#### Extrait retenu:
▶
Sans nier l’impact émotionnel des aléas des audiences, l’auteur met en évidence que la manière dont les jurés populaires rendent la justice tient pour l’essentiel aux liens entre l’homme et la société, « à la conception même de ce qu’est socialement un homme ». Il reconnaît que leur intervention a progressivement permis, s’éloignant des verdicts couperets de l’Ancien Régime, de prendre en compte ce qu’il y a d’unique dans une destinée.
L’indifférenciation des délibérations forcément collectives empêche toutefois de présenter de manière « scientifique » ce qui, dans le délibéré, relève des magistrats et ce qui relève des jurés.
Soit l’on fait comme si le rendu était celui des jurés en faisant semblant de considérer que les interactions sont de niveau égal. Soit on considère les remarques marginales des professionnels comme significatives (et beaucoup sont très disqualifiantes pour les profanes). Soit encore on collecte des informations sur les jurés (profession, sexe, âge…) en postulant que cela influe notablement sur leurs convictions.
Ou bien on utilise en les « projetant » les données datant de l’époque où les collèges étaient distincts (de la Révolution à la Seconde guerre mondiale). Difficile et hasardeux.
Il est d’ailleurs intéressant de noter que c’est « Vichy » qui plaça les profanes sous tutelle des professionnels. L’autonomie ne concernait toutefois que les faits et non l’éventail des peines requises, d’initiative des magistrats.
Quoi qu’il en soit, cet ouvrage en quatre parties propose un ensemble de thèmes de réflexion qui peuvent alimenter les débats en cours. Il introduit des repères historiques et analyse les bouleversements successifs de la procédure pénale sous l’influence des « acquittements scandaleux ». Il est donc clairement question de l’importance de l’action des jurys populaires sur l’évolution de la manière de rendre la justice. La IIIe République, qui fut la période où ils bénéficiaient de la plus grande autonomie, fait l’objet d’un décryptage particulier car c’est alors que l’on peut le mieux dissocier les influences relatives des uns et des autres.
Plus nombreux sous la Ve République, mais privés d’autonomie, les jurés n’en sont pas moins les « fausses notes » qui tendent à perturber le rendu d’une justice théorique, en référence à un système de valeurs qui considère d’abord les personnes en tant que telles. Ce que Louis GRUEL nomme les « perturbations profanes ».
◀
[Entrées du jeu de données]
▶
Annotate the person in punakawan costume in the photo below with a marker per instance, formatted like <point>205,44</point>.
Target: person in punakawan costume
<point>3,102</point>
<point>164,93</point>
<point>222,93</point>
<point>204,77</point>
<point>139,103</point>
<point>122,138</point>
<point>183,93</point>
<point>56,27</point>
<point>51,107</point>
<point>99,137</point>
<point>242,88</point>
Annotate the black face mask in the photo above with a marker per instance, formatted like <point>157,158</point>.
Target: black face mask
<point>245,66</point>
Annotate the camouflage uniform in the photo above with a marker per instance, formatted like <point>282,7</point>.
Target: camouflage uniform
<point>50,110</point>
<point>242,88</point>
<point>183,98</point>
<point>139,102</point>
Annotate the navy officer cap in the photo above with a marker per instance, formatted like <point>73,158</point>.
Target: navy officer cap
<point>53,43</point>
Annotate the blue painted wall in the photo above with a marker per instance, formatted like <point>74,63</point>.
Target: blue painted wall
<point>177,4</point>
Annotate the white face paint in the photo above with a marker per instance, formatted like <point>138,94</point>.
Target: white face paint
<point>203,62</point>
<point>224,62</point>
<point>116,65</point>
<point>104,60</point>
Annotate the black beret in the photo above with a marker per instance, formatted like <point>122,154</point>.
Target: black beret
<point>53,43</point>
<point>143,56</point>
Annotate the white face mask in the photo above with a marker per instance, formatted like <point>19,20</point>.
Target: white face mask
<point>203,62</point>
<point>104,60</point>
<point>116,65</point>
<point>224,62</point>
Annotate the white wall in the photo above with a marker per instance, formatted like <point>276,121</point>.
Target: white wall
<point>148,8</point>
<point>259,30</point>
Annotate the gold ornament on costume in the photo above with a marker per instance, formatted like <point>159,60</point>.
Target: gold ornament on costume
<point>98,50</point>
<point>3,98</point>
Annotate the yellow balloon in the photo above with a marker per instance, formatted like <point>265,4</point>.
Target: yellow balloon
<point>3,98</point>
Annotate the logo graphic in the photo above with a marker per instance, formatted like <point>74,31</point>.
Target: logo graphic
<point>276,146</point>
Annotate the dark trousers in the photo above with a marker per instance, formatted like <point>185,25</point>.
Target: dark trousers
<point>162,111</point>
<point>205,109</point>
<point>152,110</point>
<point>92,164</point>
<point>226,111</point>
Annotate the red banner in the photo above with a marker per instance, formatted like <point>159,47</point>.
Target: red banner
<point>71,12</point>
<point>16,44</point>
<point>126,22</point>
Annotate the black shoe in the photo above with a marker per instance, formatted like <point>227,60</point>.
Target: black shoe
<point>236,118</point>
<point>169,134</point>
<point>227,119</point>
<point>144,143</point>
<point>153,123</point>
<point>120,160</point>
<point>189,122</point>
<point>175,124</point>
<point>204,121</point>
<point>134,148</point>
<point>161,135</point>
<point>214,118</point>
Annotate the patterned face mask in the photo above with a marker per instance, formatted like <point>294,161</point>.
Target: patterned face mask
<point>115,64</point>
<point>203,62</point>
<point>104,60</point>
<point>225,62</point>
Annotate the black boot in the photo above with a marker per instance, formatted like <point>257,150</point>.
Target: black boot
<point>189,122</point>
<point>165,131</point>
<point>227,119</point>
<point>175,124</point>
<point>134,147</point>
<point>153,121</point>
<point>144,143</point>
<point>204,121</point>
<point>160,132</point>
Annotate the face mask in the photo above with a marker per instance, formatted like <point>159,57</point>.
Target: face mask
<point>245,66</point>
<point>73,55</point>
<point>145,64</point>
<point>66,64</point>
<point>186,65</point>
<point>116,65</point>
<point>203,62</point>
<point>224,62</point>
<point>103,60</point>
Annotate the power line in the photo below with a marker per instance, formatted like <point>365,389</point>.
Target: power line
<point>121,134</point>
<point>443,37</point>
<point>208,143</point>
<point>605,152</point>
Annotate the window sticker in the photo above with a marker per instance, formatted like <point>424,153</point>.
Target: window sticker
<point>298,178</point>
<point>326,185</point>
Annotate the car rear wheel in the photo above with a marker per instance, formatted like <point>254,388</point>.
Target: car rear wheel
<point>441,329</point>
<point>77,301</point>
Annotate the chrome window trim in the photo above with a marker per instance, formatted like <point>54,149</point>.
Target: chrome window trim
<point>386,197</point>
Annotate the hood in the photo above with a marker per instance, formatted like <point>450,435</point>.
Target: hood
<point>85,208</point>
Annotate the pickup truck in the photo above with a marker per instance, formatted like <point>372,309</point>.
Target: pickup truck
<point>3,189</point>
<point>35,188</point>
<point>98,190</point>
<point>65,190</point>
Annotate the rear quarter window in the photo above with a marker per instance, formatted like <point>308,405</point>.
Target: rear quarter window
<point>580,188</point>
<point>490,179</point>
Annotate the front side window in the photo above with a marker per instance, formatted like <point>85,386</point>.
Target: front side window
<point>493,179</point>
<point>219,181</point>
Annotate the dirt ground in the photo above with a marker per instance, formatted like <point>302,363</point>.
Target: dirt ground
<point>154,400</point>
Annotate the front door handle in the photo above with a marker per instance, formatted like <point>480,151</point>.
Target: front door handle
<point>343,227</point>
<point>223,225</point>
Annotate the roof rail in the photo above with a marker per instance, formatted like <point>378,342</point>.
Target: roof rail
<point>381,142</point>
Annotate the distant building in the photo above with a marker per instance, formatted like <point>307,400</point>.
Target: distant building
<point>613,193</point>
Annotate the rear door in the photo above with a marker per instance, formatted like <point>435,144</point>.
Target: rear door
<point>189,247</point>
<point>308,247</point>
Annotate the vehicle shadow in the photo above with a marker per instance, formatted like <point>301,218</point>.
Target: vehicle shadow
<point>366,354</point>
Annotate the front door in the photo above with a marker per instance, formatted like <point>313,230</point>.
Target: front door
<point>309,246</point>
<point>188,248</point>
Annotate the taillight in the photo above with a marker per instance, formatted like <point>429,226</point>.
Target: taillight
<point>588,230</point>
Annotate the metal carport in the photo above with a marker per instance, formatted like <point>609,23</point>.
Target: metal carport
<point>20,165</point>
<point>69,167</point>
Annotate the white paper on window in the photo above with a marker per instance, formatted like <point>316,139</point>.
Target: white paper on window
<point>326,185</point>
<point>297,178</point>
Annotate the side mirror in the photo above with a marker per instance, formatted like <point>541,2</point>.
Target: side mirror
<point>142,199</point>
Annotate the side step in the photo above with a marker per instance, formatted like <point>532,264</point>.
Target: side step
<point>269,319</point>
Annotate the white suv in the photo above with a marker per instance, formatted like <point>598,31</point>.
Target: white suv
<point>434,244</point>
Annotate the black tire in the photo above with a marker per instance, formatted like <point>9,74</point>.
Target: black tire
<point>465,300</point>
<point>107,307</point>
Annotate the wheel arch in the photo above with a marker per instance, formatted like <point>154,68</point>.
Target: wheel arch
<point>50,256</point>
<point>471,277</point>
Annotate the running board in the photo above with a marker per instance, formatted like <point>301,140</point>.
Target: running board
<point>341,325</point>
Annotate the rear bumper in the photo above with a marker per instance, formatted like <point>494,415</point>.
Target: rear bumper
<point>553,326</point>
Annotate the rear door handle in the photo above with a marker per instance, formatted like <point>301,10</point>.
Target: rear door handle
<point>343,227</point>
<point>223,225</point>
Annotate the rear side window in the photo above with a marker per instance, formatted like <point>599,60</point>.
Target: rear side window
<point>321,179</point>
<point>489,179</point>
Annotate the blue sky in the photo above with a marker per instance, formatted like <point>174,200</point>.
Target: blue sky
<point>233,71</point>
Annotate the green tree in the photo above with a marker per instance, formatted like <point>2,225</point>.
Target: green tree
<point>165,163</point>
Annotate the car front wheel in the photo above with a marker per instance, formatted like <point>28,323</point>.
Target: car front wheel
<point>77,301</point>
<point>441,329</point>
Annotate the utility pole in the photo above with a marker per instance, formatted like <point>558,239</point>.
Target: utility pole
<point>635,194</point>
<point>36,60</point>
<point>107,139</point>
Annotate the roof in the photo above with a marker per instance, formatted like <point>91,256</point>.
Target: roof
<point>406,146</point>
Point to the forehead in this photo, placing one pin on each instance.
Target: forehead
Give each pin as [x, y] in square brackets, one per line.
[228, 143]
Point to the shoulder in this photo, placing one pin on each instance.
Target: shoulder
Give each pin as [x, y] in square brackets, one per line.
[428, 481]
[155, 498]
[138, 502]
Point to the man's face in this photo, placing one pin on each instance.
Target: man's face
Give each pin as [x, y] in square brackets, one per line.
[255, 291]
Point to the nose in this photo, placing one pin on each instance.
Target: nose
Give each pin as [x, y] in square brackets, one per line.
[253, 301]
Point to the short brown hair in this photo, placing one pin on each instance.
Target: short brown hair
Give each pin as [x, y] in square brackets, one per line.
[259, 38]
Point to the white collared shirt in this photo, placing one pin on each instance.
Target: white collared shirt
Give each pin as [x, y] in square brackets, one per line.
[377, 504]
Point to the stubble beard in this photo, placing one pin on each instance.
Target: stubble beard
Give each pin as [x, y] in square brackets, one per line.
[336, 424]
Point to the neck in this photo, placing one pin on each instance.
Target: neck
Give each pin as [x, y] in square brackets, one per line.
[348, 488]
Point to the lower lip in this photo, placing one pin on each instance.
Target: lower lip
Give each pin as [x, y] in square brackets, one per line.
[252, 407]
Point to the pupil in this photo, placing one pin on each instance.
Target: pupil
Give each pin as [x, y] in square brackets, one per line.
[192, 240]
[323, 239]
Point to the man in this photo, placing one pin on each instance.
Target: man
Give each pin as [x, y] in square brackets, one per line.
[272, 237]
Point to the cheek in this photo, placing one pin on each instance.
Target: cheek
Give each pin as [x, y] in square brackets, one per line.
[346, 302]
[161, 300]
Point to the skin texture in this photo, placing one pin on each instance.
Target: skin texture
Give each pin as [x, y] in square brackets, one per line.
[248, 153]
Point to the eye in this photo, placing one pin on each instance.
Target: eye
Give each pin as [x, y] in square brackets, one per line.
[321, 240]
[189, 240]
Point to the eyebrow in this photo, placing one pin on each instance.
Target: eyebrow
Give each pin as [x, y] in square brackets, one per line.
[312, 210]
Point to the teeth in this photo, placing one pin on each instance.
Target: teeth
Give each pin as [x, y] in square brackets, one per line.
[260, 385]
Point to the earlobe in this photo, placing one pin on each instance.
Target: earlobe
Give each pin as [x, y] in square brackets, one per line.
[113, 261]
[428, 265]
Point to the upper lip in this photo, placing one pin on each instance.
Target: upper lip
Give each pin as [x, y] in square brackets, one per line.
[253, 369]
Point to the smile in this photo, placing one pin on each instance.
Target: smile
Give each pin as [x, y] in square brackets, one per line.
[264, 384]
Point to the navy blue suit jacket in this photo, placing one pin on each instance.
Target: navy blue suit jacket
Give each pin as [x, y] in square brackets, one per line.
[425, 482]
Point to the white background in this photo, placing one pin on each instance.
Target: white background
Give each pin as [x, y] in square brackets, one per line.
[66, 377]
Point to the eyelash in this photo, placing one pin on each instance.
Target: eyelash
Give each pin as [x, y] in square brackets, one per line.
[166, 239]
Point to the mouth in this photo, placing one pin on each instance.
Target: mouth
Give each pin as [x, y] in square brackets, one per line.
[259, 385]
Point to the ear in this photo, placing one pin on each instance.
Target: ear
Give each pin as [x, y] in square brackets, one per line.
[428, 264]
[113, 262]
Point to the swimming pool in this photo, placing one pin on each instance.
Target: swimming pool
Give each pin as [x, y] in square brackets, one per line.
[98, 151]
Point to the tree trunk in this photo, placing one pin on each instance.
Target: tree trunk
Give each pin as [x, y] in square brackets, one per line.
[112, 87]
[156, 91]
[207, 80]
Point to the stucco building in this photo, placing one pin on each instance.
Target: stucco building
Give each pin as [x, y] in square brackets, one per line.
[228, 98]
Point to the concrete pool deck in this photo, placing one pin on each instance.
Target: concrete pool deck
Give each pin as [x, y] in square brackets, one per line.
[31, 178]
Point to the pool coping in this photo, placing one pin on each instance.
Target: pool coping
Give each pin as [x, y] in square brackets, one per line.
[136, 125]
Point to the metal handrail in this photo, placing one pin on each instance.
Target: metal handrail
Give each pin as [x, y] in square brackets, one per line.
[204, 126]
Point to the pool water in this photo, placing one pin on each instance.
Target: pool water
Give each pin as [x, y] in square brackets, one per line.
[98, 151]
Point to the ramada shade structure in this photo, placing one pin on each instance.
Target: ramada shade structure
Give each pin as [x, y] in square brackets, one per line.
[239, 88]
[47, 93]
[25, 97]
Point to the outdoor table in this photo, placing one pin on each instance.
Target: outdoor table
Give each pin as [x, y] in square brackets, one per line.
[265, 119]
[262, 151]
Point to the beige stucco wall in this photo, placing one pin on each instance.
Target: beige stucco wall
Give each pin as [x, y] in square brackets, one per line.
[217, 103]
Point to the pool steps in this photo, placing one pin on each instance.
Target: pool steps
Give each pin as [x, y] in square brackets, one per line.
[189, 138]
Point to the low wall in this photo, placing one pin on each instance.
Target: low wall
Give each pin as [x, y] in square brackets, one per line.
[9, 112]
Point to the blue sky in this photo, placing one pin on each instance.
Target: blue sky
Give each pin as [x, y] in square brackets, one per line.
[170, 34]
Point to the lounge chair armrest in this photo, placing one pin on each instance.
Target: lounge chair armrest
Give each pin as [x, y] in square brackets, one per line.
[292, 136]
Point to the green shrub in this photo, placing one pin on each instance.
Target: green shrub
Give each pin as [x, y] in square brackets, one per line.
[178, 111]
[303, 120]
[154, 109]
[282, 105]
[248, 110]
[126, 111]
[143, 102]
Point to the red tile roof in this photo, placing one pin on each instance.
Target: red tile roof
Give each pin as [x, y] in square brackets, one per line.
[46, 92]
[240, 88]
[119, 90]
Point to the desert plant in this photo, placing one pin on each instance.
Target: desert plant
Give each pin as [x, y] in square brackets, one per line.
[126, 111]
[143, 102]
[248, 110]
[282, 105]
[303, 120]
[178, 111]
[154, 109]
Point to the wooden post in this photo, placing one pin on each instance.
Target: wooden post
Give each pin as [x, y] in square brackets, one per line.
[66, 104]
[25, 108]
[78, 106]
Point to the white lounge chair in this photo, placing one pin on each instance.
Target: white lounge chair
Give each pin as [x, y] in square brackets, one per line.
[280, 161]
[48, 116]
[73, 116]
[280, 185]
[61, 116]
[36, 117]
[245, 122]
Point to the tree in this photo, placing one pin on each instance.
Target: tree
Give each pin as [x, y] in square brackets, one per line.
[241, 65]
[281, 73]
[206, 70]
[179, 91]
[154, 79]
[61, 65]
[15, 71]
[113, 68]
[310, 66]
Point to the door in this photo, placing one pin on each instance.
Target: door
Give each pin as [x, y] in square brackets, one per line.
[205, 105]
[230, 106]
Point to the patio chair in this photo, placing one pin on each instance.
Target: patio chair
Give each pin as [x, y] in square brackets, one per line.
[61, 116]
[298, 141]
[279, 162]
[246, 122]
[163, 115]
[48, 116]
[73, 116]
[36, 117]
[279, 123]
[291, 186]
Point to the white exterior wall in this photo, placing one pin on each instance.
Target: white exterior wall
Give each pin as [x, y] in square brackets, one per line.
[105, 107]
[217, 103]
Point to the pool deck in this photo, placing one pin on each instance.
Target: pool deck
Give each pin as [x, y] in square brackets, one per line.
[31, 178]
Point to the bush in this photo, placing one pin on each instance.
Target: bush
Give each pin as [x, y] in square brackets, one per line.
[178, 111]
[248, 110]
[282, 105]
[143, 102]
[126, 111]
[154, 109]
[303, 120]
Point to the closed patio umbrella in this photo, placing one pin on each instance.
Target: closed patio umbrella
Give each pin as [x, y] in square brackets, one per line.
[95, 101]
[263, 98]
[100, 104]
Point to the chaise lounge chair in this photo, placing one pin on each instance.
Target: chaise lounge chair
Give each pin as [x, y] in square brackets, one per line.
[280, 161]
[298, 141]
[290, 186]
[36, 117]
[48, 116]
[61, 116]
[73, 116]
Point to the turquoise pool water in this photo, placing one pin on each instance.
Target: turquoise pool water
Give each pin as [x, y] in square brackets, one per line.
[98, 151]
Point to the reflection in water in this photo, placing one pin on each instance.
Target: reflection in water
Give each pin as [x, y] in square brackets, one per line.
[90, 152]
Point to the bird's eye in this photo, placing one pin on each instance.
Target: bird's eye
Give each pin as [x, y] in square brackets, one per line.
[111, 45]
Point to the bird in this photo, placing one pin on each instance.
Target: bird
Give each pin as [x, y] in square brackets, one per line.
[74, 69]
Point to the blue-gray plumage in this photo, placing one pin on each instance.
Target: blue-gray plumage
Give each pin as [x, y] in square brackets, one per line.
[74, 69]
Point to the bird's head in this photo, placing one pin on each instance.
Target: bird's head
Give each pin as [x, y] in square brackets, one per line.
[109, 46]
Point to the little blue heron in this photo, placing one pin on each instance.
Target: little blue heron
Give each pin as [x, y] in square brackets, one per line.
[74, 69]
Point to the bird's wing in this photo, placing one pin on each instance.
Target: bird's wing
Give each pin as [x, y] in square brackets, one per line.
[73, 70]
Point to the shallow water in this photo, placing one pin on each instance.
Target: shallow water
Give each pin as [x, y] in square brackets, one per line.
◀
#### Consigne 1:
Recopiez fidèlement le passage de l'extrait sur les jurés populaires allant de « Il est d’ailleurs » à « et des autres. ».
#### Consigne 2:
D'après l'extrait sur les jurés populaires, pourquoi la IIIe République fait-elle l'objet d'un décryptage particulier dans l'ouvrage ? Répondez en une à trois phrases.
#### Consigne 3:
Reprenez l'extrait sur les jurés populaires et poursuivez sa rédaction à la suite de la dernière phrase.

#### Réponse attendue 1:
Il est d’ailleurs intéressant de noter que c’est « Vichy » qui plaça les profanes sous tutelle des professionnels. L’autonomie ne concernait toutefois que les faits et non l’éventail des peines requises, d’initiative des magistrats.
Quoi qu’il en soit, cet ouvrage en quatre parties propose un ensemble de thèmes de réflexion qui peuvent alimenter les débats en cours. Il introduit des repères historiques et analyse les bouleversements successifs de la procédure pénale sous l’influence des « acquittements scandaleux ». Il est donc clairement question de l’importance de l’action des jurys populaires sur l’évolution de la manière de rendre la justice. La IIIe République, qui fut la période où ils bénéficiaient de la plus grande autonomie, fait l’objet d’un décryptage particulier car c’est alors que l’on peut le mieux dissocier les influences relatives des uns et des autres.

#### Réponse attendue 2:
La IIIe République est la période où les jurés populaires bénéficiaient de la plus grande autonomie. C'est donc à cette époque que l'on peut le mieux dissocier les influences relatives des uns et des autres.

#### Réponse attendue 3:
Alors des jurys populaires plus répressifs ? Moins répressifs ? Gardiens d’un ordre et lequel ? C’est tout le questionnement de ce décryptage patient. Mais gardons en mémoire sa conclusion : « Face aux experts en gestion de l’homme par l’homme, aux instances juridico-politiques et médico-psychologiques, les jurés se posent en garants du lien social et d’une certaine image de l’homme. Dire qu’ils définissent les accusés et les victimes comme des « personnes », c’est souligner qu’ils leur assignent une épaisseur et une valeur irréductibles aux singularités biographiques comme à l’universalité du citoyen. »
Qu’en sera-t-il de ce questionnement appliqué aux instances correctionnelles ? La quantité, la rapidité, la fébrilité des délibérés, rendus forcément dans l’urgence, sans maîtrise suffisante des éléments des dossiers risquent d’étouffer toute démarche d’exemplarité. Et de multiplier les invalidations de procédures. Si l’on considère que la machine répressive prend à toute allure des décisions quelquefois ahurissantes, faute de moyens de fonctionnement, on imagine difficilement comment les profanes vont pouvoir s’insérer dans ces dispositifs.
Donner du temps à la justice. L’Etat en a-t-il la volonté et les moyens ? Et si déjà elle était la même pour tous…
*Louis Gruel « Pardons et Châtiments, les jurés français face aux violences criminelles », collection Essais et Recherches Nathan, 1991.